----- Text segment

It's Always Gerald's Game


TW: discussions of rape, consent and child abuse.
Spoilers: Gerald’s Game

It took me a while to watch Gerald’s Game. I read the book before I was old enough to fully understand the sexual themes yet it affected me to the point that I avoided the film for a few months after it appeared on Netflix. Fantastical elements aside, this adaptation presents an important issue that is rarely reflected in media: the coercion, power and abuse that takes place within relationships.

Gerald’s Game follows a married couple - Gerald and Jessie – who take a trip to a remote cabin. Gerald instigates a sex game and handcuffs Jessie to the bed before having a heart attack and leaving her stranded. The narrative follows Jessie’s struggle to escape whilst trying to survive dehydration, a starving wild dog, a sinister stalker and her memories of trauma.

----------
----- Data lines

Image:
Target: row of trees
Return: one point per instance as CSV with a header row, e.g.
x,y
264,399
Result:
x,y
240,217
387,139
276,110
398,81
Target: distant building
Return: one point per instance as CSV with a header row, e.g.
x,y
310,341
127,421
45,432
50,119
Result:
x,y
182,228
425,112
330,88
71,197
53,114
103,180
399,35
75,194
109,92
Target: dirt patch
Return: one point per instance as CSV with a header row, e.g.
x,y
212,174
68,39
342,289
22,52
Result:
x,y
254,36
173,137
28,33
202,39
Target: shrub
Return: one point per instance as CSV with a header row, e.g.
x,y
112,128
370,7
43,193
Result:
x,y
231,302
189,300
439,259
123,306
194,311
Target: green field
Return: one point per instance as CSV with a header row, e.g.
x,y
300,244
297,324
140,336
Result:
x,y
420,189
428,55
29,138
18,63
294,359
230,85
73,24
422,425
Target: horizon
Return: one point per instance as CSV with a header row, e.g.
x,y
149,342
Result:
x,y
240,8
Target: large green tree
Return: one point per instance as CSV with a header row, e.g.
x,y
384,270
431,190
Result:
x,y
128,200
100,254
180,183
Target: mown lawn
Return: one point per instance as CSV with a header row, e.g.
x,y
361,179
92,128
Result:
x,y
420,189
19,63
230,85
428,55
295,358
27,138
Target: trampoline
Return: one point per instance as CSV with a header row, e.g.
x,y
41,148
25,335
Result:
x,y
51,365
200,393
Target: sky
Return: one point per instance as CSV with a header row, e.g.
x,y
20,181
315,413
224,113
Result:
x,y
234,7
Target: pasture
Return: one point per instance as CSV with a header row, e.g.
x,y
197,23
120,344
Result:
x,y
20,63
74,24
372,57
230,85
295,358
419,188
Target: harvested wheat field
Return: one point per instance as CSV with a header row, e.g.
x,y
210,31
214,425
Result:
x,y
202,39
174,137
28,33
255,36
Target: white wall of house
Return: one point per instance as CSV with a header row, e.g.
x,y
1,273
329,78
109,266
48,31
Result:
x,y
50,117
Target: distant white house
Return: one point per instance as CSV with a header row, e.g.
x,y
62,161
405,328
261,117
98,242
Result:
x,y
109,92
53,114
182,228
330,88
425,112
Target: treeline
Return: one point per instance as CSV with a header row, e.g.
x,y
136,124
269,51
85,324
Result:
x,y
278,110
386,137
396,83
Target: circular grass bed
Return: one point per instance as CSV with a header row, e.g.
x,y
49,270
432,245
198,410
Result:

----------

**Instructions**
A. Reproduce the Gerald's Game post verbatim from "It's Always Gerald's" to "memories of trauma.".
B. How would you sum up the Gerald's Game post in two sentences?
The material comes from a separate source.

**Problem solutions**
A.
It's Always Gerald's Game


TW: discussions of rape, consent and child abuse.
Spoilers: Gerald’s Game

It took me a while to watch Gerald’s Game. I read the book before I was old enough to fully understand the sexual themes yet it affected me to the point that I avoided the film for a few months after it appeared on Netflix. Fantastical elements aside, this adaptation presents an important issue that is rarely reflected in media: the coercion, power and abuse that takes place within relationships.

Gerald’s Game follows a married couple - Gerald and Jessie – who take a trip to a remote cabin. Gerald instigates a sex game and handcuffs Jessie to the bed before having a heart attack and leaving her stranded. The narrative follows Jessie’s struggle to escape whilst trying to survive dehydration, a starving wild dog, a sinister stalker and her memories of trauma.

B. After reading the book, the writer put off watching the Netflix film of Gerald's Game for months and sees the adaptation as presenting a rarely depicted issue: coercion, power and abuse within relationships. In the story, Gerald handcuffs his wife Jessie to a bed at a remote cabin during a sex game and then has a heart attack, leaving her to struggle to escape while surviving dehydration, a starving wild dog, a sinister stalker and her memories of trauma.